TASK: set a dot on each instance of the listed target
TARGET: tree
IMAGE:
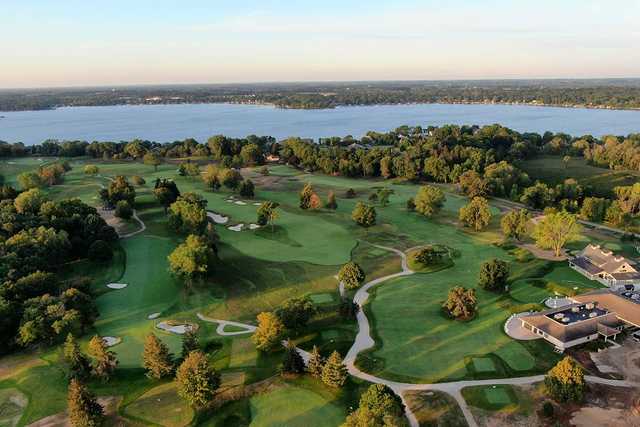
(29, 180)
(91, 170)
(555, 230)
(123, 210)
(267, 213)
(76, 362)
(296, 312)
(494, 275)
(364, 215)
(293, 362)
(331, 201)
(461, 303)
(166, 192)
(189, 343)
(247, 189)
(334, 373)
(472, 184)
(230, 178)
(352, 275)
(305, 196)
(429, 200)
(196, 380)
(514, 223)
(152, 159)
(565, 381)
(316, 363)
(211, 177)
(156, 358)
(476, 213)
(29, 202)
(269, 332)
(314, 202)
(82, 406)
(187, 215)
(379, 406)
(192, 260)
(104, 360)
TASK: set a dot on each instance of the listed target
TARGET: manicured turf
(161, 405)
(294, 406)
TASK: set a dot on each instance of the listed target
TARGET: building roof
(622, 304)
(572, 330)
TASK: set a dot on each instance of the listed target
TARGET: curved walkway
(223, 323)
(364, 341)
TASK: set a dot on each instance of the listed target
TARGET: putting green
(294, 406)
(161, 405)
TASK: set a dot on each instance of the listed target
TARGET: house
(602, 313)
(599, 264)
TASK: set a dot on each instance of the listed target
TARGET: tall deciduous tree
(364, 215)
(476, 214)
(429, 200)
(104, 360)
(514, 223)
(334, 373)
(352, 275)
(82, 406)
(156, 358)
(269, 332)
(196, 380)
(565, 382)
(555, 230)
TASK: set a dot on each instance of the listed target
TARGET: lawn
(551, 170)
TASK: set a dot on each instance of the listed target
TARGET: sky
(83, 43)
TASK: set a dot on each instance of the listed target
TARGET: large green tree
(429, 200)
(196, 380)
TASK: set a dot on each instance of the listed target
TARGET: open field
(259, 269)
(551, 170)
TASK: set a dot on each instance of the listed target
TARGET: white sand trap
(111, 341)
(217, 218)
(176, 329)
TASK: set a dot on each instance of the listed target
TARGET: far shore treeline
(481, 161)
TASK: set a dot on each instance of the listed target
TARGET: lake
(164, 123)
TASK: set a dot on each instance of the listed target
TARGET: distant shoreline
(285, 107)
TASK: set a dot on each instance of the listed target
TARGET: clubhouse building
(616, 272)
(602, 313)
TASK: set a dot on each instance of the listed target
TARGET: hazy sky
(70, 42)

· · ·

Problem requirements - Drop every picture from the data, then output all the rest exactly.

Result below -
TASK: set a dot on each instance of the listed target
TARGET: tree
IMAGE:
(29, 180)
(91, 170)
(555, 230)
(123, 210)
(267, 213)
(76, 362)
(296, 312)
(494, 275)
(364, 215)
(293, 362)
(331, 201)
(461, 303)
(166, 192)
(189, 343)
(247, 189)
(334, 373)
(472, 184)
(230, 178)
(352, 275)
(305, 196)
(429, 200)
(196, 380)
(514, 223)
(152, 159)
(565, 381)
(316, 363)
(211, 177)
(156, 358)
(476, 213)
(29, 202)
(269, 332)
(314, 202)
(82, 406)
(187, 215)
(379, 406)
(192, 260)
(104, 360)
TASK: set a dot on each instance of the listed target
TARGET: manicured turf
(161, 405)
(294, 406)
TASK: set a dot on each instance of the listed target
TARGET: building roof
(622, 304)
(572, 330)
TASK: set a dot on each instance of the listed target
TARGET: curved walkway
(223, 323)
(364, 341)
TASK: set a dot on each instance of the listed target
TARGET: putting green
(294, 406)
(161, 405)
TASK: set a dot on each instance of the listed target
TARGET: house
(602, 313)
(599, 264)
TASK: set a dot on each instance of the listed target
TARGET: tall deciduous tree
(364, 215)
(476, 214)
(429, 200)
(104, 360)
(514, 223)
(334, 373)
(352, 275)
(82, 406)
(156, 358)
(269, 332)
(196, 380)
(565, 382)
(555, 230)
TASK: set a dot on each instance of the listed target
TARGET: lawn
(551, 170)
TASK: set a dot on each instance of the listed target
TARGET: sky
(83, 43)
TASK: set a dot on each instance of the listed target
TARGET: large green tree
(429, 200)
(196, 380)
TASK: set a dot on each instance of the listed target
TARGET: open field
(259, 269)
(551, 170)
TASK: set a dot on each instance of the listed target
TARGET: white sand trap
(111, 341)
(217, 218)
(176, 329)
TASK: set a dot on each instance of the listed target
TARGET: far shore treeline
(481, 161)
TASK: set a dot on each instance of the listed target
TARGET: lake
(164, 123)
TASK: set a dot on each instance of the listed target
TARGET: distant shoreline
(285, 107)
TASK: set a dot on each instance of the listed target
TARGET: clubhouse building
(616, 272)
(602, 313)
TASK: set a dot on each instance of the listed target
TARGET: hazy sky
(70, 42)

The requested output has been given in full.